# [Goal]
Show every line of the listing that contains the string "asphalt".

....................

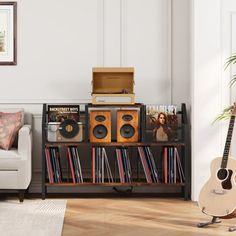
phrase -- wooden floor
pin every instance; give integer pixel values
(138, 217)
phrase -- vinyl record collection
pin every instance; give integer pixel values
(124, 166)
(74, 162)
(115, 141)
(53, 164)
(173, 170)
(148, 164)
(100, 164)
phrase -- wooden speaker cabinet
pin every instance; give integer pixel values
(127, 126)
(100, 126)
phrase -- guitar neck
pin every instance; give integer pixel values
(228, 142)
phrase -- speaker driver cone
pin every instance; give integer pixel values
(127, 131)
(69, 128)
(100, 131)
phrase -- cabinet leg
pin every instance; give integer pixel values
(21, 195)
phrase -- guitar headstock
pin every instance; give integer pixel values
(233, 109)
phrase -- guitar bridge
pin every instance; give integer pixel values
(218, 191)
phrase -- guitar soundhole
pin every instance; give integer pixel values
(222, 174)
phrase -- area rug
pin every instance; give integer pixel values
(32, 217)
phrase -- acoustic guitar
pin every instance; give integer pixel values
(218, 196)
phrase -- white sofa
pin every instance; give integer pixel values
(16, 163)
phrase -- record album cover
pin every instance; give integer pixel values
(161, 123)
(59, 113)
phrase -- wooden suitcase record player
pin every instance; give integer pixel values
(113, 85)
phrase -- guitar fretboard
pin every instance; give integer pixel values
(228, 142)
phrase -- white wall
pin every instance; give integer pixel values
(213, 41)
(59, 43)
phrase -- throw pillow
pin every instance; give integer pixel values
(10, 123)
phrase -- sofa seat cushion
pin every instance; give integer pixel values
(10, 124)
(10, 160)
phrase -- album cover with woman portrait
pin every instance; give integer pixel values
(161, 123)
(59, 113)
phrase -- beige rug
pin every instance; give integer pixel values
(32, 217)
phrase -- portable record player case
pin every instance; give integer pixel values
(113, 85)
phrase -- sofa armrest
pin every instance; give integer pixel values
(25, 141)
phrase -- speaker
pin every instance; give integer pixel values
(100, 126)
(66, 131)
(127, 126)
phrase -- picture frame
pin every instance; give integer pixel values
(8, 33)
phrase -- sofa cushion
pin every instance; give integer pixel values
(10, 124)
(9, 159)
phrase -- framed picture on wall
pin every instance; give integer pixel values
(8, 21)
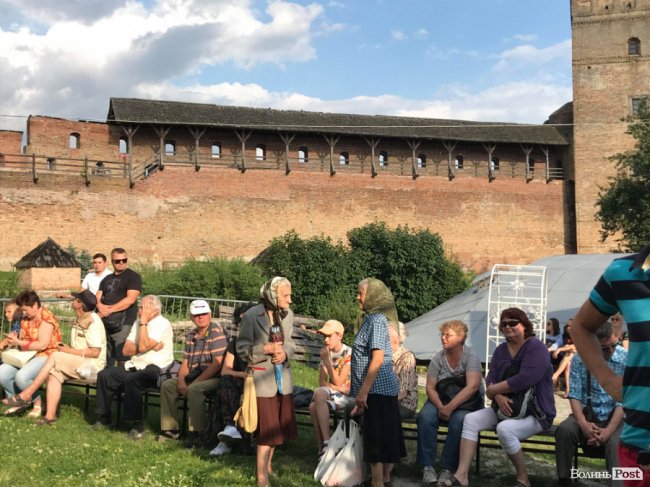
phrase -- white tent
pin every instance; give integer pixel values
(570, 279)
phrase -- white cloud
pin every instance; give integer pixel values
(421, 33)
(525, 37)
(530, 55)
(398, 35)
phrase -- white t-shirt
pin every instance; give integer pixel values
(92, 280)
(160, 330)
(92, 337)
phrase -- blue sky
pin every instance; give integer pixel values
(490, 60)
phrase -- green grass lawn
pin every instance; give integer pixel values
(70, 453)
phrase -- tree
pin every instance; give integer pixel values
(624, 207)
(412, 263)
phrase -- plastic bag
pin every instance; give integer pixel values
(87, 370)
(347, 469)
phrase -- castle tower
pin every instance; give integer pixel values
(611, 73)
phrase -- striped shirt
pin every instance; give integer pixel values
(205, 350)
(625, 287)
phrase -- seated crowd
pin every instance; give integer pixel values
(123, 341)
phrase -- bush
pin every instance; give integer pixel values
(212, 278)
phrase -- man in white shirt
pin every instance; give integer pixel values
(150, 345)
(100, 271)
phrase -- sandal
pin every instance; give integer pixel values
(16, 401)
(36, 412)
(45, 422)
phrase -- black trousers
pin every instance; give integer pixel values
(133, 382)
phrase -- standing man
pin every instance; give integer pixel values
(624, 287)
(117, 304)
(150, 345)
(94, 278)
(199, 374)
(597, 419)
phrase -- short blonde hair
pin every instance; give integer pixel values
(456, 326)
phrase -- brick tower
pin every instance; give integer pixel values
(611, 73)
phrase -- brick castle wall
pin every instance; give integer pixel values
(179, 213)
(605, 78)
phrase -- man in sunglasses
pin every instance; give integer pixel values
(117, 304)
(597, 419)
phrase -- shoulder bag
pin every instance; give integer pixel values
(246, 415)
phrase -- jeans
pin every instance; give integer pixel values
(14, 380)
(428, 422)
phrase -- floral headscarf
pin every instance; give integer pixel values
(379, 299)
(269, 297)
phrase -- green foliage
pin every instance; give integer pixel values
(624, 208)
(83, 256)
(411, 262)
(8, 284)
(325, 274)
(213, 278)
(317, 268)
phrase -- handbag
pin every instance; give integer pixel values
(87, 370)
(114, 322)
(347, 468)
(169, 372)
(17, 358)
(246, 415)
(524, 403)
(449, 387)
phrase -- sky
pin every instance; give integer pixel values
(483, 60)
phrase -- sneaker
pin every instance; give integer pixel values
(99, 425)
(135, 435)
(220, 449)
(444, 476)
(429, 475)
(229, 434)
(167, 435)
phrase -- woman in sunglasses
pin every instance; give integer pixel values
(520, 364)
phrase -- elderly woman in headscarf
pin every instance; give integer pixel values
(374, 383)
(264, 341)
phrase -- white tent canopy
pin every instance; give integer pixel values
(570, 279)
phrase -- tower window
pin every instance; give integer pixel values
(74, 140)
(260, 152)
(303, 155)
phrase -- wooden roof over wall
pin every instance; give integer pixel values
(132, 111)
(47, 254)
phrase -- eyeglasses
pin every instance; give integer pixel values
(609, 348)
(510, 323)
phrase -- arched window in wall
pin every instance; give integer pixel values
(383, 158)
(422, 160)
(74, 141)
(260, 152)
(459, 161)
(494, 163)
(303, 154)
(633, 46)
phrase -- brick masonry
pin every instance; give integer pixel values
(179, 213)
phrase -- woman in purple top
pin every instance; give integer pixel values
(525, 352)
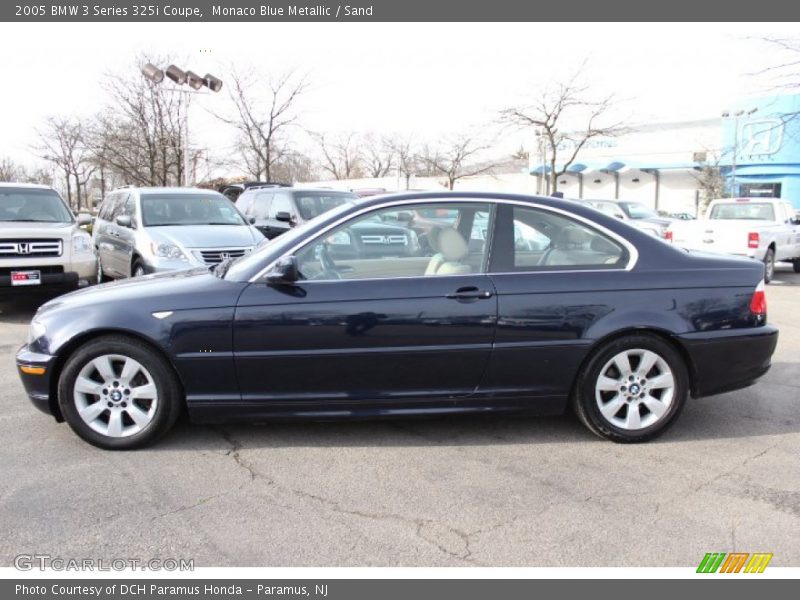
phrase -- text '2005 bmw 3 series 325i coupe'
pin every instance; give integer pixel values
(475, 302)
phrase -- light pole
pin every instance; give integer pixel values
(735, 116)
(194, 81)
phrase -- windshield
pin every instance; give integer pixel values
(749, 211)
(188, 209)
(313, 204)
(258, 259)
(637, 210)
(33, 205)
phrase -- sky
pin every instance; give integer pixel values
(426, 79)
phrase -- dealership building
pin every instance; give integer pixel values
(755, 145)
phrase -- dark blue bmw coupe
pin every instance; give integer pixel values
(474, 302)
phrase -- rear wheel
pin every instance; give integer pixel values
(632, 389)
(769, 265)
(117, 393)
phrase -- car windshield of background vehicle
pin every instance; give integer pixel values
(29, 205)
(249, 264)
(313, 205)
(188, 209)
(746, 211)
(636, 210)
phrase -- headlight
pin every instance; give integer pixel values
(35, 331)
(340, 238)
(81, 244)
(169, 251)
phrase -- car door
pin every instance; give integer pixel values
(554, 277)
(104, 232)
(412, 326)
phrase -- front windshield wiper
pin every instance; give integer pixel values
(222, 267)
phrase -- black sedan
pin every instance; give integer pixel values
(602, 317)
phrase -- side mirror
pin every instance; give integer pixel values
(284, 272)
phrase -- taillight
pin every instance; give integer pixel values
(758, 303)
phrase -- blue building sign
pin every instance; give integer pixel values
(763, 136)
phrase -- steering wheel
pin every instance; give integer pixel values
(328, 266)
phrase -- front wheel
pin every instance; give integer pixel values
(632, 389)
(117, 393)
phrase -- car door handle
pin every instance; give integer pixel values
(469, 293)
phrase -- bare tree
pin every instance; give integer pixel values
(458, 157)
(264, 120)
(9, 170)
(564, 105)
(340, 155)
(139, 138)
(407, 158)
(378, 155)
(63, 143)
(710, 179)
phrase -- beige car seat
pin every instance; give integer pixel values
(452, 249)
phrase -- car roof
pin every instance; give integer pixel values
(33, 186)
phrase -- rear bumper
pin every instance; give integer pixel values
(37, 386)
(723, 361)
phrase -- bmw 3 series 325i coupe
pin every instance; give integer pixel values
(505, 303)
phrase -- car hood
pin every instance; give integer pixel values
(34, 230)
(172, 290)
(206, 236)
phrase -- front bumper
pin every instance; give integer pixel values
(727, 360)
(38, 385)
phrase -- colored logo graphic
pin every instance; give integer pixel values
(735, 562)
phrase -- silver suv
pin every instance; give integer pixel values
(149, 230)
(42, 245)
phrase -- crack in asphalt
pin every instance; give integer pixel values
(744, 463)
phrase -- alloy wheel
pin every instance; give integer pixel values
(115, 395)
(635, 389)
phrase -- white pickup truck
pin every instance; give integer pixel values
(766, 229)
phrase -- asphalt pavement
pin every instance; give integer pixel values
(456, 491)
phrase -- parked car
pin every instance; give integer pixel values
(289, 332)
(637, 214)
(42, 245)
(150, 230)
(276, 210)
(766, 229)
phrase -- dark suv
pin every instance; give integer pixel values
(278, 209)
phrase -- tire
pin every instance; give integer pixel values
(138, 270)
(114, 418)
(769, 265)
(622, 425)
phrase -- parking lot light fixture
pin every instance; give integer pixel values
(212, 83)
(194, 80)
(177, 75)
(153, 73)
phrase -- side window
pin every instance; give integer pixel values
(392, 243)
(261, 204)
(281, 203)
(538, 240)
(108, 207)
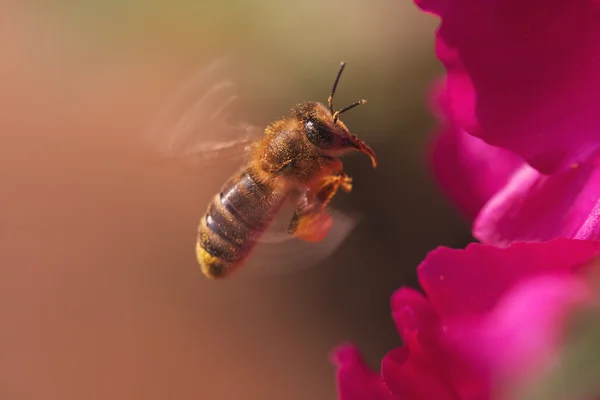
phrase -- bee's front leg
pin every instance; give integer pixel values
(310, 221)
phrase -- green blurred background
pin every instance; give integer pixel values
(100, 296)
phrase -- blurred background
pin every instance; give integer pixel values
(100, 295)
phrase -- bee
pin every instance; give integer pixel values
(295, 162)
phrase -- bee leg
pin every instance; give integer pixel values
(310, 221)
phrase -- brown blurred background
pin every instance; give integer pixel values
(100, 296)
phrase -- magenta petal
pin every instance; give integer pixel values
(469, 170)
(426, 368)
(470, 282)
(355, 380)
(534, 207)
(415, 371)
(523, 332)
(524, 76)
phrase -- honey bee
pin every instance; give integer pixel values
(295, 162)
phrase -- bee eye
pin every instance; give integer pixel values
(318, 134)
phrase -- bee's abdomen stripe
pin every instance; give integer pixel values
(217, 245)
(246, 200)
(220, 220)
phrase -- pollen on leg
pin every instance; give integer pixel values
(313, 227)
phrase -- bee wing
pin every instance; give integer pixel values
(280, 253)
(199, 121)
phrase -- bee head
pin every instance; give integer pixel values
(325, 131)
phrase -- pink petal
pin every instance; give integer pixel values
(469, 170)
(355, 380)
(524, 75)
(470, 282)
(522, 334)
(534, 207)
(425, 368)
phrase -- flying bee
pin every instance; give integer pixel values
(296, 162)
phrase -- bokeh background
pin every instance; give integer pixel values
(100, 296)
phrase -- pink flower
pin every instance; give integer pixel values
(524, 75)
(509, 200)
(492, 319)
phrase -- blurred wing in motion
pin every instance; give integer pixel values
(199, 122)
(278, 252)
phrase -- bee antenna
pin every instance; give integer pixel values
(350, 107)
(337, 79)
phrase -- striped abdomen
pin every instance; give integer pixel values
(235, 218)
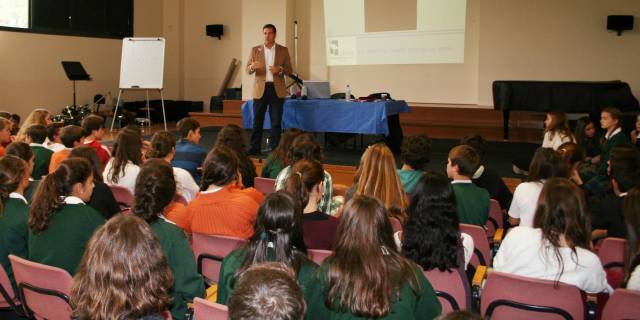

....................

# [Expected answer]
phrase -- crack in asphalt
phrase -- asphalt pavement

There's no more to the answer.